• [WHAT THE TASK REQUIRES] Select and copy every line of the entries that contains the string "target". Treat uppercase and lowercase letters as distinct.
===== DATASET ENTRIES =====
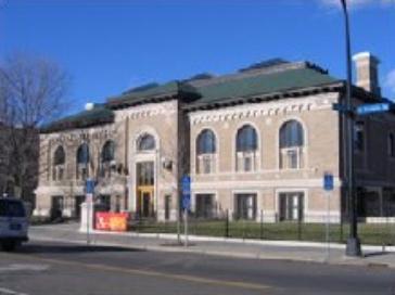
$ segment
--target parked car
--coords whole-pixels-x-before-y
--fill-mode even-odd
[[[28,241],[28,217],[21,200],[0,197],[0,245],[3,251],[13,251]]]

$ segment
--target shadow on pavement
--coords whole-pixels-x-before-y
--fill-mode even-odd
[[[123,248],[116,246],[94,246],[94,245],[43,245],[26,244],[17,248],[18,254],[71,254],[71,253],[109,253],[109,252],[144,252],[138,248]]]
=====
===== DATASET ENTRIES =====
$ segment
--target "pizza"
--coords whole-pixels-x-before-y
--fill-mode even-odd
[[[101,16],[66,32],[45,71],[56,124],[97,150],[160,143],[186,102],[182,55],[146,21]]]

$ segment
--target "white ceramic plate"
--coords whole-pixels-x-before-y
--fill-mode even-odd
=====
• [FULL OUTPUT]
--target parked car
--target shadow on pavement
--target "pizza"
--target "white ceramic plate"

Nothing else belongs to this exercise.